— Problem details —
An exact retyping of all lines below is the answer; pictures do not belong in it.

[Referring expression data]
......

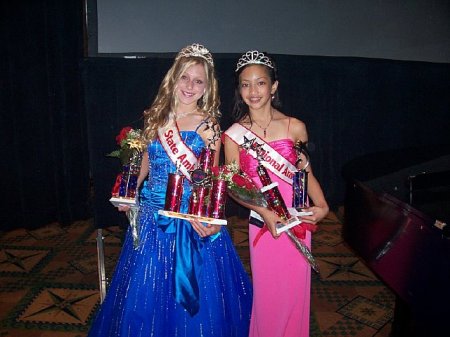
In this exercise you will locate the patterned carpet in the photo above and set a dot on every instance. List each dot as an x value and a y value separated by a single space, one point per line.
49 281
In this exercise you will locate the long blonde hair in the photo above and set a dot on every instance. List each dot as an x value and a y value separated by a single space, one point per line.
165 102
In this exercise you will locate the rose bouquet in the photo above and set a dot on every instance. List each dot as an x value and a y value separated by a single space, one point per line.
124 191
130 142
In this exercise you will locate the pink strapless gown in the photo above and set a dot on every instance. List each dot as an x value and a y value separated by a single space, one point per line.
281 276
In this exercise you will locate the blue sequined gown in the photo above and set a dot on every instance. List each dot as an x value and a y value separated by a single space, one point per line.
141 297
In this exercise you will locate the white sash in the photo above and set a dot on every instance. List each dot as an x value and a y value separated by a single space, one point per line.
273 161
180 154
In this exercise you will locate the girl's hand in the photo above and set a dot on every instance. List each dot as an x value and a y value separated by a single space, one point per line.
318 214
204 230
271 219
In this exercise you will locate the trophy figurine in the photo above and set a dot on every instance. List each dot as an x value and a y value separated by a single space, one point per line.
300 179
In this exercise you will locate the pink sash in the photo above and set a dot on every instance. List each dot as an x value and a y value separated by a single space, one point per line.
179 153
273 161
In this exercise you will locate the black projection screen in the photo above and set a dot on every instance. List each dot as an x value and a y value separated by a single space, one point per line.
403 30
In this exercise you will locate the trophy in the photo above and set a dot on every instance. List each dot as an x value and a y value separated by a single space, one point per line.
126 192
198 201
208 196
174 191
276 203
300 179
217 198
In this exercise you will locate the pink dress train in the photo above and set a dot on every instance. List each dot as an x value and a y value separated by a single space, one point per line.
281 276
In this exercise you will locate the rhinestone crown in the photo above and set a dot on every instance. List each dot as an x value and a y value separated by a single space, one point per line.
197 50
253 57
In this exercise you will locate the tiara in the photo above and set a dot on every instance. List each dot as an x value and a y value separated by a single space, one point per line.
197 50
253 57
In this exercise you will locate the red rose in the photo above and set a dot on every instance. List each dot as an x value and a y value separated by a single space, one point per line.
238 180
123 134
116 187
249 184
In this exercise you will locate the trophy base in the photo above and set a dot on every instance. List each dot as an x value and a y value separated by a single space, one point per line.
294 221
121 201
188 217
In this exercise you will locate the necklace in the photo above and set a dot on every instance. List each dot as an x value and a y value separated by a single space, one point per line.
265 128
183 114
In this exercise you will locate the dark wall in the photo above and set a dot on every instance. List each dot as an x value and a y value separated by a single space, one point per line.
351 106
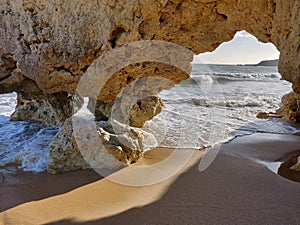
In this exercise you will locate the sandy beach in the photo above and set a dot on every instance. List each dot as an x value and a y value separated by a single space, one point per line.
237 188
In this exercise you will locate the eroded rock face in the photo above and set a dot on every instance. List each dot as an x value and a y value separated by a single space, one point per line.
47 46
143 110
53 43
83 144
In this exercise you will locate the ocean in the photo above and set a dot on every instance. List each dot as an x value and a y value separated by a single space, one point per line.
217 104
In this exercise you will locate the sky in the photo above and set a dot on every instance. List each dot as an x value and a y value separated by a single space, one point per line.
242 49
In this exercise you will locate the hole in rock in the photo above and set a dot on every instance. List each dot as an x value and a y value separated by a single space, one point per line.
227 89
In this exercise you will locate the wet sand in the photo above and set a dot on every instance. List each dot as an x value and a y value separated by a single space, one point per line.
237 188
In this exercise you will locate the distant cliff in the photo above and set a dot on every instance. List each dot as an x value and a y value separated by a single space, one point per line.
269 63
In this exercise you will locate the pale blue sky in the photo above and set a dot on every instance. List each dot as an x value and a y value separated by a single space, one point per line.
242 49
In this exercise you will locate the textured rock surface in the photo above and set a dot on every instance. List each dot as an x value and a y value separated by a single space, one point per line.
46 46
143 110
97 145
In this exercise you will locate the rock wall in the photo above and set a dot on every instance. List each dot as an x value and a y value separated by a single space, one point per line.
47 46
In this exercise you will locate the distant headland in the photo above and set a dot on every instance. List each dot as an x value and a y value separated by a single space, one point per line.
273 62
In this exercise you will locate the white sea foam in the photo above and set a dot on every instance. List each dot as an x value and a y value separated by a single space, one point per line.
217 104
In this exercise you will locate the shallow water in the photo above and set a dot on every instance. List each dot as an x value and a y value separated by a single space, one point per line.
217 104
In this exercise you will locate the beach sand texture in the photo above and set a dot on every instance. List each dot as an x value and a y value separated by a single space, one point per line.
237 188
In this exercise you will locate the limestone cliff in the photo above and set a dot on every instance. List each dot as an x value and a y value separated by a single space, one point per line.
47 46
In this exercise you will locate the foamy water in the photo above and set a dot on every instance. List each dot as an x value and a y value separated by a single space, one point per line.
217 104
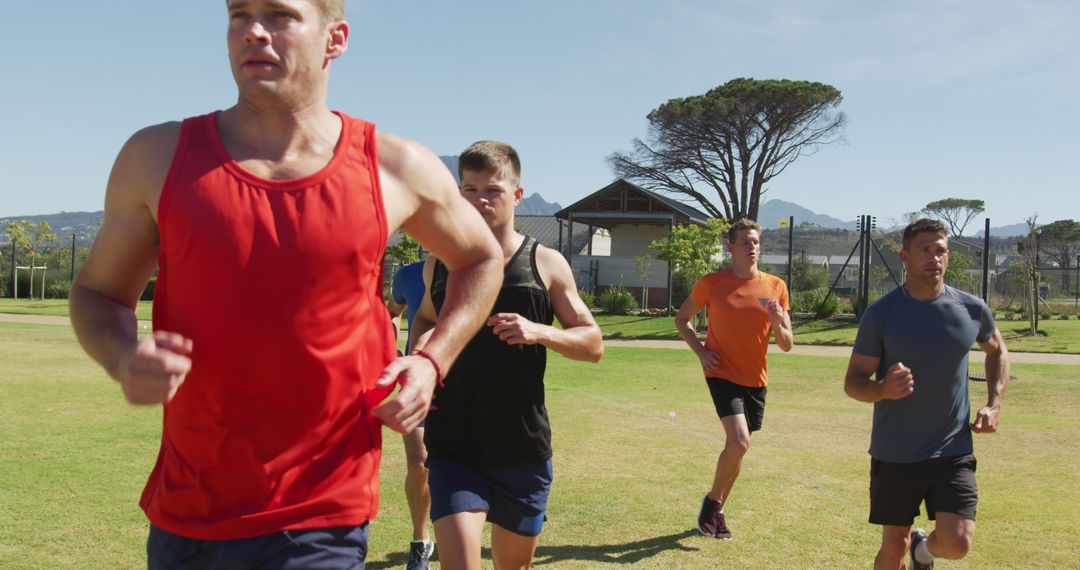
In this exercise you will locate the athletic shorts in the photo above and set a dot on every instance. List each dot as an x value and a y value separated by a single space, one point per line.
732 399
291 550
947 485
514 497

......

— Your solution —
In this exercise you will locate the patterned carpet in the photo above and set a dot on every instance. List each dot as an x value and a y value separated by a single space, one point per line.
49 281
In this exercise you will locate the long blonde hair in the photo above and set a dot on every instance. List each dot as an x value and a y value separated by a single space, one point per line.
165 102
In this exercise you will locate the rose bouquet in the photo above and set a dot on every instance. List each dot as an x value and a y value separated by a single space, one point per line.
124 191
130 142
In this exercise you will locate the pink strapless gown in the photo above and set a dot on every instance. List each dot as an x value and a y value separated by a single space, one point per line.
281 276
In this exercise you will locate the blue sequined gown in the photo above and set a dot on every instance. List each dot as an x value and a y value separated by a single space, one point per line.
141 297
In this exercise you will locate the white sash in the photo above and set a dot on every instance. List each dot as an x value and a y value separated by a single space, one point per line.
273 161
180 154
In this exercise you will locate the girl's hand in the photo above and set a dot on every instance. List each dot as an x value and a y value separated by a single space, one point per line.
318 214
204 230
271 219
In this exercise you will locate the trophy figurine in the photo above and set a dot on every instance. List each dot as an x value and a y value separated by a single space, one point per line.
300 179
In this exercise you will locate the pink sash in the photo above and set a dot on every instance. List each dot as an x value and a y value separated by a single space, one point per line.
179 153
273 161
In this exercise you will locate the black projection screen in the photo above and set a dot on every instance. List each dot as an x value and a y value separated by a single space, one point per line.
403 30
In this exercise you will locate the trophy in the photo above and set a dot on every instance. List each dot as an x value and a y value separated by a single space, one point per line.
126 192
198 201
208 196
174 191
276 203
300 179
217 198
In this exercise you will locate the pink dress train in the photo above and set a dot on every instance. List each dot as an x value and a y value separated by a single space, one point per line.
281 276
In this exercise you will locate the rhinestone crown in the photo above and set a dot on every instance. List each dot as an x value and a y value separated by a single space, one point per line.
197 50
253 57
In this exercise you will locate the tiara in the photo above and set a dot on every instance. List each dot as an x value and a y value separated by a single space, one point per line.
197 50
253 57
In this exercise you will locate the red rose in the photo above and set a dot on every instance. List each dot as an x value and a y value separated by a single space, one point per line.
238 180
123 134
116 187
249 184
In this exercise you will locate the trophy base in the photo above and set a dot on every instance. List each dot as an x value and a y value separated by a single space, one point per line.
294 221
121 201
188 217
In this exercise you will locate the necklace in the photo above and set a dot on every instance. List each dot as an x value and a y value separated by a single space, one point per line.
265 128
183 114
In this exercise you will locate the dark wall in the photo above and set a dot on every instance. List each dot as an x value and a y value separated by a single space, one point per line.
351 106
In this exercise you will locate the sandy beach in the photo above and set a dot on every instance. List each dot as an x value and a y value separated by a single space, one point per line.
237 188
In this exercise you will locate the eroded rock face in the photo above and set a dot on every instance. List each dot as an x value and a y value separated by a single space, one point per line.
47 46
143 110
53 43
83 144
In this exercise you will locate the ocean in the photo above and set a dot on every instance. List each dot as an x value and a y value separated by a single space, one point per line.
217 104
In this exercise you will locate the sky in the photo above and set a dot on every instance. List each dot as an x value and a y value separated by a single space, one point per line.
242 49
In this exercise you will locate the hole in rock in the photo above and set a dot on every instance. List each dot as an x value and a y value separated by a single space, one point per line.
227 89
In this exercise you will locate the wet sand in the photo above and set a dot on every instance. List each dot as an x value and a y value separated by a single space, one point per line.
237 188
In this exercise you will locate the distant cliff in the photo above and set a dot on every instance. List each dot as an x value and a y value separated by a single space, one point per line.
269 63
In this exercise you will locate the pale blue sky in the photo above and set a dot on every instance. List each dot as an x value and a y value separated by a single space, one point per line.
242 49
In this exercise you will locate the textured rock surface in the photo above and set a dot on every instance. List each dot as an x value and a y value separated by a single space, one point per line.
46 46
143 110
97 145
In this exercise you will locate the rock wall in the photo above and set a dot on every instance. List each dot as an x value and a y value separated by a single space, one point per line.
47 46
In this exercise you will locate the distant headland in the photo above and set a dot on every instance. List each dot as an x value and a y value separated by a single space, one point per line.
273 62
In this exercise you will locate the white sea foam in the photo above and set a dot on every instance. List each dot as an x value and a y value separated by a single space, one point per line.
217 104
In this exercise you will locate the shallow water in the photo above and set a dot on every instance. List each dot as an x value and a y value separated by a single space, one point per line.
217 104
In this exercise you will locate the beach sand texture in the photo above and set a dot on every instance. List each dot as an x value and a y value separated by a single space, one point per line.
237 188
In this exercise you will locate the limestone cliff in the photo above and set a dot on every instance. List each dot as an x value and a y value separated by a single space, one point per line.
47 46
In this exercise you will locate the foamy water in the photo above and set a dot on every instance. List each dot as an x value and a y value separated by a single space, one point per line.
217 104
In this exercise you will locate the athletic shorts in the photo above and set a dot on every instance. List each dot as an x value and a y value separated by a single space, one point per line.
732 399
291 550
947 485
514 497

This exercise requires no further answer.